Copy the passage on general paralysis with focal symptoms word for word, beginning at the words "3. The evolution" and stopping after the words "for a decision.".
Start of Passage to read
ON CERTAIN PROBLEMS PRESENTED BY CASES OF GENERAL PARALYSIS WITH FOCAL SYMPTOMS
Abstract
1. Cases of general paralysis may present focal symptoms which are more or less irrelevant to the general paralysis, e. g., focal symptoms of traumatic origin.
2. Cases of general paralysis may present focal symptoms, which are based on a process which has a common origin with the general paralysis, e. g., symptoms due to softening on the basis of a syphilitic endarteritis.
3. The evolution of a case, which at an early stage presents evidence of syphilitic vascular disease, into a case of general paralysis may be more or less rapid and the clinical picture may represent a combination of more than one process.
4. The exact stage at which the onset of the general paralysis has begun is extremely difficult to determine, even with the help of modern serological methods.
5. The clinical picture alone is sometimes insufficient to enable a positive diagnosis to be made, the autopsy itself may not be decisive, the microscopical examination of the cortex is essential for a decision.
6. The pathological criterion of certain histopathological changes is invaluable, but the relation of these changes to the disease process is quite obscure.
7. Focal symptoms in general paralysis may arise on the basis of localized severity of the paralytic process.
End of Passage to read
Start of Source material
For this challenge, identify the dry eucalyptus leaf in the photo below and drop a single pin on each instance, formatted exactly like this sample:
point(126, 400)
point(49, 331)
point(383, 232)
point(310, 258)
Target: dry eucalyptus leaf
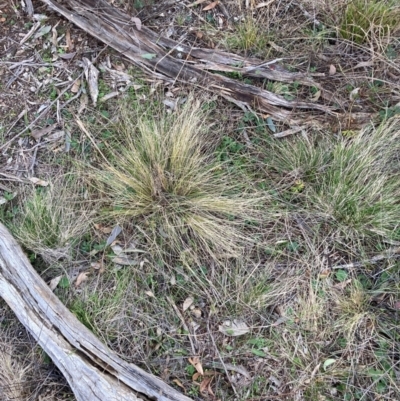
point(124, 261)
point(38, 181)
point(37, 134)
point(265, 4)
point(67, 56)
point(196, 313)
point(195, 362)
point(114, 234)
point(44, 30)
point(211, 6)
point(137, 22)
point(316, 96)
point(54, 282)
point(81, 278)
point(354, 94)
point(92, 76)
point(117, 249)
point(187, 303)
point(234, 329)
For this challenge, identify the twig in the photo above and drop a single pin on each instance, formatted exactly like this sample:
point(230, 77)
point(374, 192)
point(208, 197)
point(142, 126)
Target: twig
point(390, 253)
point(220, 358)
point(182, 319)
point(47, 109)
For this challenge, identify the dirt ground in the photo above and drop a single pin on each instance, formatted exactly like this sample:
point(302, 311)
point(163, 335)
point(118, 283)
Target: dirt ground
point(42, 86)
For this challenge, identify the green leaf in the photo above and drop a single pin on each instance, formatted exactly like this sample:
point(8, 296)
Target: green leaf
point(149, 56)
point(328, 363)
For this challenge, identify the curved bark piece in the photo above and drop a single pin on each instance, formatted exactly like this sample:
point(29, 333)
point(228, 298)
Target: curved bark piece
point(93, 371)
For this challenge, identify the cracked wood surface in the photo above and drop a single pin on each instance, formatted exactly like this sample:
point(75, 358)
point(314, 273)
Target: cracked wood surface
point(93, 371)
point(158, 56)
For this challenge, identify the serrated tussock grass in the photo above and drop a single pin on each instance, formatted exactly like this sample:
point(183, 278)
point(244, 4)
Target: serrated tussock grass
point(164, 178)
point(350, 184)
point(370, 19)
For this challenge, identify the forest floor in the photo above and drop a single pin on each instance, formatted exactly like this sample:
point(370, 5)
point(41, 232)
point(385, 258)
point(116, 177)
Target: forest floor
point(222, 250)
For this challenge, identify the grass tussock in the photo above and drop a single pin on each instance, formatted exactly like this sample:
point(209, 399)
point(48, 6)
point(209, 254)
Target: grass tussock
point(349, 183)
point(50, 219)
point(368, 19)
point(164, 176)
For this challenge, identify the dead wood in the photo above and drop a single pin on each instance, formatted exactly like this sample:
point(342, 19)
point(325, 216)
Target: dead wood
point(92, 370)
point(170, 61)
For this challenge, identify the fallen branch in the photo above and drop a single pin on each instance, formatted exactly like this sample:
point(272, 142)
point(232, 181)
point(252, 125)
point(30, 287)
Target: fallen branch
point(93, 371)
point(170, 61)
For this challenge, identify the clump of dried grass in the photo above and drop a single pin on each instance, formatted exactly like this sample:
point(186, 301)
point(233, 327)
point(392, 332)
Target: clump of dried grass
point(164, 178)
point(350, 183)
point(50, 219)
point(366, 19)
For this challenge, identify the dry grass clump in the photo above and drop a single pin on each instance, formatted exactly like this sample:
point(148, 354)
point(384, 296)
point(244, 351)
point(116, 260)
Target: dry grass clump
point(363, 19)
point(50, 219)
point(164, 178)
point(349, 183)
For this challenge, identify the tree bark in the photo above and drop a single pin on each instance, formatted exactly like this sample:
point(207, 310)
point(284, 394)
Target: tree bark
point(92, 370)
point(170, 61)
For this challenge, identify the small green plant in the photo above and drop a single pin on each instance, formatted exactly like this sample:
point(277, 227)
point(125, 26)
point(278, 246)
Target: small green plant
point(50, 219)
point(366, 19)
point(248, 37)
point(164, 178)
point(350, 183)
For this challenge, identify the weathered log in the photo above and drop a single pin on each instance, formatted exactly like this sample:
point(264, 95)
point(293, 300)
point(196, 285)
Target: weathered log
point(171, 62)
point(92, 370)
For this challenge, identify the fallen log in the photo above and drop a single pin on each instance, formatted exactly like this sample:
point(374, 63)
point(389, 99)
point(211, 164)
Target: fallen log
point(93, 371)
point(171, 61)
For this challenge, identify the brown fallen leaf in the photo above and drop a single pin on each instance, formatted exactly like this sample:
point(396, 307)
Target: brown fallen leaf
point(137, 22)
point(37, 134)
point(264, 4)
point(103, 229)
point(92, 76)
point(196, 3)
point(316, 96)
point(195, 362)
point(211, 6)
point(54, 282)
point(342, 285)
point(178, 383)
point(70, 44)
point(187, 303)
point(38, 181)
point(205, 383)
point(81, 278)
point(124, 261)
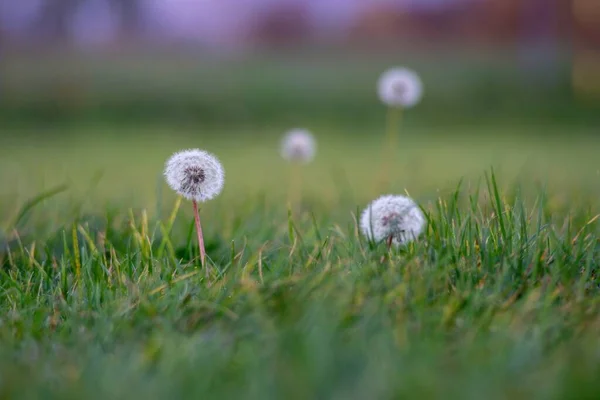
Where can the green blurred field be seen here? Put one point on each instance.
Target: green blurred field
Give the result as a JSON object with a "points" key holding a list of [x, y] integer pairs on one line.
{"points": [[101, 298]]}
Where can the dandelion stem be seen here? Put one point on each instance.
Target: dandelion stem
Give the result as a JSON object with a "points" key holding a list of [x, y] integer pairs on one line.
{"points": [[200, 236], [295, 186]]}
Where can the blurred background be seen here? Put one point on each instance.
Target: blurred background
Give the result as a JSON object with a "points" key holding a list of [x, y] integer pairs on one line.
{"points": [[109, 88], [232, 63]]}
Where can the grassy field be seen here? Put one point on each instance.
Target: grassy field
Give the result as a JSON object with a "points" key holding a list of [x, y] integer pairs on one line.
{"points": [[499, 299], [102, 296]]}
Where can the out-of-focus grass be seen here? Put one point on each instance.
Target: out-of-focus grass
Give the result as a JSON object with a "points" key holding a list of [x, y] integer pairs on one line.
{"points": [[462, 87], [498, 299], [127, 163]]}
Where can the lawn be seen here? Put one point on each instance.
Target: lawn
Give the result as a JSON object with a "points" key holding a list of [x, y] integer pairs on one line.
{"points": [[101, 290], [498, 299]]}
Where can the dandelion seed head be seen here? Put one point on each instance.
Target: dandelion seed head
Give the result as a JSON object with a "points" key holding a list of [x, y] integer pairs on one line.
{"points": [[400, 87], [195, 174], [395, 216], [298, 145]]}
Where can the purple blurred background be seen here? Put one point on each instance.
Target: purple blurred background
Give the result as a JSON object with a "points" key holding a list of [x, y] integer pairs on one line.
{"points": [[238, 24]]}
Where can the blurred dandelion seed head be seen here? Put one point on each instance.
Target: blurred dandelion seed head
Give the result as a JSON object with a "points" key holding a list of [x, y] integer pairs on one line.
{"points": [[195, 174], [393, 216], [400, 87], [298, 145]]}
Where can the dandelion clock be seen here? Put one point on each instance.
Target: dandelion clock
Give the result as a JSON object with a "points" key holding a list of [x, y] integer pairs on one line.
{"points": [[197, 176], [394, 219]]}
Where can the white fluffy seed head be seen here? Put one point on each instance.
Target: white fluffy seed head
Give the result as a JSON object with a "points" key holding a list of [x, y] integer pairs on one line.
{"points": [[195, 174], [400, 87], [298, 145], [398, 217]]}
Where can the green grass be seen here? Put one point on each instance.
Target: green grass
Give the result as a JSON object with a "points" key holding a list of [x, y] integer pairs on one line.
{"points": [[126, 86], [498, 299]]}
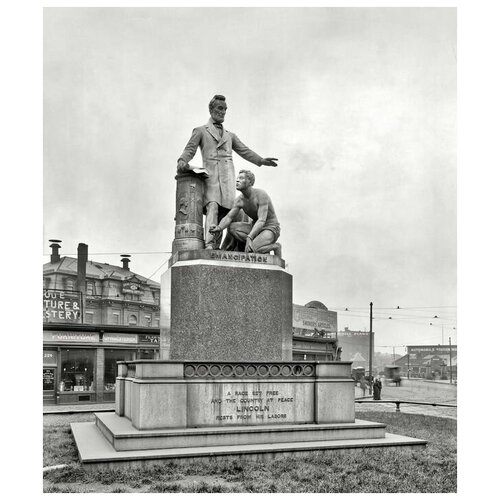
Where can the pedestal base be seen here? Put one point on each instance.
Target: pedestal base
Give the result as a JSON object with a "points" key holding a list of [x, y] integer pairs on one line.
{"points": [[97, 452], [183, 411]]}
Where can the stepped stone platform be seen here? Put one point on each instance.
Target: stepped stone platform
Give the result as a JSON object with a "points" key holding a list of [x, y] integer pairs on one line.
{"points": [[169, 411]]}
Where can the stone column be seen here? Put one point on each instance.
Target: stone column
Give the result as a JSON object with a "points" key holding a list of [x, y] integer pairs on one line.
{"points": [[188, 213]]}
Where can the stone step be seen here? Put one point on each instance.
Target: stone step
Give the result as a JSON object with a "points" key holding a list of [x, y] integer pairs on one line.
{"points": [[95, 451], [120, 432]]}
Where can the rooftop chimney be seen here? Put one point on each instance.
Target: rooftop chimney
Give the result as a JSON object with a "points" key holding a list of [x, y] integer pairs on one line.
{"points": [[55, 257], [83, 254], [125, 261]]}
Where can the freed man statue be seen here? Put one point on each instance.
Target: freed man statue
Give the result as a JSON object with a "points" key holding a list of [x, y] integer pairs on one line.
{"points": [[217, 144], [260, 235]]}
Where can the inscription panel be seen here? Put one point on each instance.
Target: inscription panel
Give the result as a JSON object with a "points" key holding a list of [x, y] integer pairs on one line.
{"points": [[250, 403]]}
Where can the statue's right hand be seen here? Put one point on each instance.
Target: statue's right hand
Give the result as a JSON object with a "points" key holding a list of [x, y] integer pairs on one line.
{"points": [[182, 166]]}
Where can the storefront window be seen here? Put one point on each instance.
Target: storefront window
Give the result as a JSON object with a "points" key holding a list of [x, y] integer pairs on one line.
{"points": [[77, 370], [111, 356]]}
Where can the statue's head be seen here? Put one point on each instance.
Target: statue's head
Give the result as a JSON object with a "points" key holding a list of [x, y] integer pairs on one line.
{"points": [[245, 179], [217, 108]]}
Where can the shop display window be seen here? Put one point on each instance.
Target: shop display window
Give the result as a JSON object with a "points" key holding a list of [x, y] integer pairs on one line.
{"points": [[77, 370], [111, 356]]}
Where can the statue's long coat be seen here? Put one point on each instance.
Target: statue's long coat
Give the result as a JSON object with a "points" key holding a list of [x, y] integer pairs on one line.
{"points": [[217, 159]]}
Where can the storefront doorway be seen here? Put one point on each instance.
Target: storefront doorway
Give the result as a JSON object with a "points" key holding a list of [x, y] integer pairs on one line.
{"points": [[49, 386]]}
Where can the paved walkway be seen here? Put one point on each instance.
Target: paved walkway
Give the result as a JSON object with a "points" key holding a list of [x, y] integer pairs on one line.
{"points": [[79, 408]]}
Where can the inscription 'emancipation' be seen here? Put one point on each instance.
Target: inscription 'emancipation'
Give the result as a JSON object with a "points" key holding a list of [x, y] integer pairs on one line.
{"points": [[248, 404]]}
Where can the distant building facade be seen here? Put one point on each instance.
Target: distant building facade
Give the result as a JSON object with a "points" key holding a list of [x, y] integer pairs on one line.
{"points": [[314, 333], [94, 314], [430, 361], [355, 346]]}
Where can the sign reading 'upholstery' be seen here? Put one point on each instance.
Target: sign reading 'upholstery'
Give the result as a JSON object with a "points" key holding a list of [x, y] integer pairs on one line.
{"points": [[61, 306], [314, 319]]}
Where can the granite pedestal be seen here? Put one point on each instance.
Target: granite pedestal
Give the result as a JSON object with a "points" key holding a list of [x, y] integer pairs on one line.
{"points": [[232, 306]]}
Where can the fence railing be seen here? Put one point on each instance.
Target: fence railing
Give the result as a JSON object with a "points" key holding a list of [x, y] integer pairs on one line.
{"points": [[399, 402]]}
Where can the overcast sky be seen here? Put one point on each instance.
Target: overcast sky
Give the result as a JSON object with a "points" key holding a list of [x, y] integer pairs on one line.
{"points": [[359, 105]]}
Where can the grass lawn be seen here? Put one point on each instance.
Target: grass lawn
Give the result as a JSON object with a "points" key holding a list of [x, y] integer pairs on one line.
{"points": [[433, 470]]}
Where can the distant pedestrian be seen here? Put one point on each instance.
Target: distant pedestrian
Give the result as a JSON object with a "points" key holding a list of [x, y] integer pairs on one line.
{"points": [[362, 384], [377, 389]]}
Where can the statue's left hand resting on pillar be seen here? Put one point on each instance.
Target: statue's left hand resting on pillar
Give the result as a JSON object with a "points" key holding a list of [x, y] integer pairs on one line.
{"points": [[217, 144]]}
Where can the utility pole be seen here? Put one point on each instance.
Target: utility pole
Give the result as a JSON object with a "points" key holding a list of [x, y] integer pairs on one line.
{"points": [[370, 369], [451, 367]]}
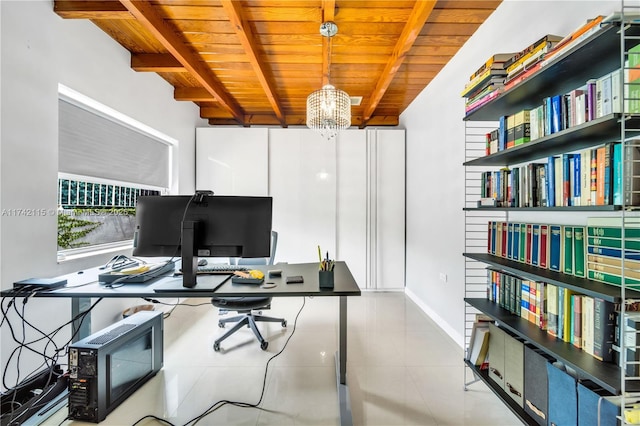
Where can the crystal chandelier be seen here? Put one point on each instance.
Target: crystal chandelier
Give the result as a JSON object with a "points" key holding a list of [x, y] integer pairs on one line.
{"points": [[328, 109]]}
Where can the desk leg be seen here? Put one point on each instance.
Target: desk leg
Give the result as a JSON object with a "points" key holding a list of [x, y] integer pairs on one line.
{"points": [[341, 367], [79, 305]]}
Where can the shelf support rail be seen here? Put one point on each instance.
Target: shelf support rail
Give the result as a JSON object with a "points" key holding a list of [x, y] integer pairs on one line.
{"points": [[475, 229]]}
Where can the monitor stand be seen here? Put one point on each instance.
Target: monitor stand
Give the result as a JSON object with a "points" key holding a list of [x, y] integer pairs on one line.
{"points": [[207, 284], [189, 259]]}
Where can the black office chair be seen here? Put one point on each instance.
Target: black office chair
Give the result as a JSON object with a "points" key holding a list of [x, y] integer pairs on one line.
{"points": [[246, 305]]}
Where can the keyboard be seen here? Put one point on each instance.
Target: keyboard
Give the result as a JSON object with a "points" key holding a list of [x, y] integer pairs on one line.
{"points": [[219, 269]]}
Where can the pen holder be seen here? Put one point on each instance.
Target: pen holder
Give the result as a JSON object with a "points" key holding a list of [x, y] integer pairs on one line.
{"points": [[326, 279]]}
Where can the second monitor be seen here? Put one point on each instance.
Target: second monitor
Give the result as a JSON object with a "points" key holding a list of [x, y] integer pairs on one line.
{"points": [[202, 226]]}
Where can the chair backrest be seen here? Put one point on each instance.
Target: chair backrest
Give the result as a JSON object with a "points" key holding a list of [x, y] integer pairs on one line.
{"points": [[260, 260]]}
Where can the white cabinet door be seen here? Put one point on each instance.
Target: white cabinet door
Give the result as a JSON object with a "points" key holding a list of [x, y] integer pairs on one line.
{"points": [[302, 182], [352, 202], [388, 206], [232, 161]]}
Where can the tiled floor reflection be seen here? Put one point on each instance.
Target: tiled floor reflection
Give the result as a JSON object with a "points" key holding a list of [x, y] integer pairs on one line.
{"points": [[402, 370]]}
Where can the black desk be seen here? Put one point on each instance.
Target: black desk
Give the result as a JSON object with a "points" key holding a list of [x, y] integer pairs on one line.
{"points": [[344, 286]]}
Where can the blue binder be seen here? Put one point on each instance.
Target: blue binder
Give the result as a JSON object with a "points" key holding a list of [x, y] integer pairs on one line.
{"points": [[588, 399], [563, 397]]}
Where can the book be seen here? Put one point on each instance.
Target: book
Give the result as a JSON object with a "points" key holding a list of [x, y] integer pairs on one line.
{"points": [[632, 343], [576, 320], [579, 252], [588, 316], [516, 241], [555, 247], [576, 182], [606, 251], [628, 272], [632, 173], [593, 177], [556, 114], [561, 313], [552, 309], [522, 127], [566, 308], [613, 279], [585, 171], [575, 36], [523, 242], [535, 244], [603, 329], [528, 243], [600, 178], [478, 343], [567, 254], [519, 58], [591, 99], [495, 62], [551, 193], [541, 303], [510, 240], [613, 261], [629, 243], [543, 258]]}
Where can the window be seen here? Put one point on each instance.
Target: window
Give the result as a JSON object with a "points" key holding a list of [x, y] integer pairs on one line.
{"points": [[106, 161]]}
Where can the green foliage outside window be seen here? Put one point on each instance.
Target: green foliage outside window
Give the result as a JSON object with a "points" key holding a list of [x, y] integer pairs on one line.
{"points": [[71, 230]]}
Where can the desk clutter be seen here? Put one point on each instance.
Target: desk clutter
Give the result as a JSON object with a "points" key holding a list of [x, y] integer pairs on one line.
{"points": [[252, 276], [325, 275]]}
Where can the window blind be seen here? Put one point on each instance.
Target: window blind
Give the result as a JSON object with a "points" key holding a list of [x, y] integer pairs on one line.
{"points": [[93, 145]]}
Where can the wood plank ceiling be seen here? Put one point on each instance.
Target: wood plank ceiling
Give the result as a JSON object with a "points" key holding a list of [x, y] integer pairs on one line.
{"points": [[254, 62]]}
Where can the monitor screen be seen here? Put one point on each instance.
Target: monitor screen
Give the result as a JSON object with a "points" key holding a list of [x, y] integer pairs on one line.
End of Source material
Solution to this exercise:
3. The evolution of a case, which at an early stage presents evidence of syphilitic vascular disease, into a case of general paralysis may be more or less rapid and the clinical picture may represent a combination of more than one process.
4. The exact stage at which the onset of the general paralysis has begun is extremely difficult to determine, even with the help of modern serological methods.
5. The clinical picture alone is sometimes insufficient to enable a positive diagnosis to be made, the autopsy itself may not be decisive, the microscopical examination of the cortex is essential for a decision.